▶ _TEXTO PROPORCIONADO_
_ _ _ _ _

Con estas actitudes,
los padres van modelando a pequeños tiranos que proyectan en el mundo lo que
ven en casa: que pueden hacer lo que quieran, impunemente, porque el mundo
tiene que adaptarse a ellos en lugar de ellos al mundo. La vida es un cuerno de
la abundancia en el que no hace falta esforzarse para conseguir nada, ni tener
en cuenta a los otros, ni negociar con ellos. Ese niño despótico, que tantos
problemas da y dará, que tantos problemas tiene y tendrá, es, para el
imaginario de muchos padres de hoy, el colmo de la felicidad infantil.
Se trata, por
supuesto, de un trágico error, del cual el niño será la principal víctima,
debido a las enormes dificultades para controlarse, para empatizar, para
negociar, para cuestionarse, al verse así condenado a un déficit de estrategias
de autocontención y a una carencia en el aprendizaje de las normas, que son las
bases de la convivencia social. Ese niño no tendrá manera de escapar de su ego
hipertrofiado, no gozará de la tranquilidad que dan los límites que nos protegen
de la arbitrariedad ajena y, sobre todo, de la propia (¡y de la nuestra como
padres!), las normas que regulan la justicia y protegen al débil; ese niño no
comprenderá la dificultad intrínseca a lo valioso, no disfrutará de la
satisfacción de conquistar el mundo por sí mismo, no entenderá valores como la
solidaridad, la colaboración, el esfuerzo y la iniciativa propia. Su vocación
de tirano lo estampará contra el entorno.

_ _ _ _ _

▶ _OBJETIVO_
Según el texto sobre los niños tiranos, ¿por qué será el niño la principal víctima del error de sus padres? Responde en una a tres oraciones. Las líneas siguientes son material independiente del texto sobre los niños tiranos.

_ _ _ _ _

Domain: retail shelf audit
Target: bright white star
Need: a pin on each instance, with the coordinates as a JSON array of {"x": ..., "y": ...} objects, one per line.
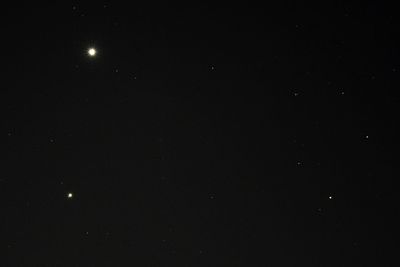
[{"x": 92, "y": 52}]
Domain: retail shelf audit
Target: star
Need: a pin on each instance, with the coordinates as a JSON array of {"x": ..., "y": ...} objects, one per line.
[{"x": 92, "y": 52}]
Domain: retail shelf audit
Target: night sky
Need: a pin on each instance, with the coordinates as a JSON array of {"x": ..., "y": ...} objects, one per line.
[{"x": 194, "y": 136}]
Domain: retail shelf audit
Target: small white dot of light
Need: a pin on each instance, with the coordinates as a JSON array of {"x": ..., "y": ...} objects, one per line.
[{"x": 92, "y": 52}]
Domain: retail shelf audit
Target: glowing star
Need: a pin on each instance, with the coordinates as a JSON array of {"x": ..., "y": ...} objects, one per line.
[{"x": 92, "y": 52}]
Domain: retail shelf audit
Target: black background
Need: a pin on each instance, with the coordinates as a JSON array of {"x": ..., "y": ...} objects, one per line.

_ _ _ _ _

▶ _RESPUESTA COMPLETA_
El niño será la principal víctima por las enormes dificultades que tendrá para controlarse, empatizar, negociar y cuestionarse. Estas dificultades surgen porque queda condenado a un déficit de estrategias de autocontención y a una carencia en el aprendizaje de las normas, que son las bases de la convivencia social.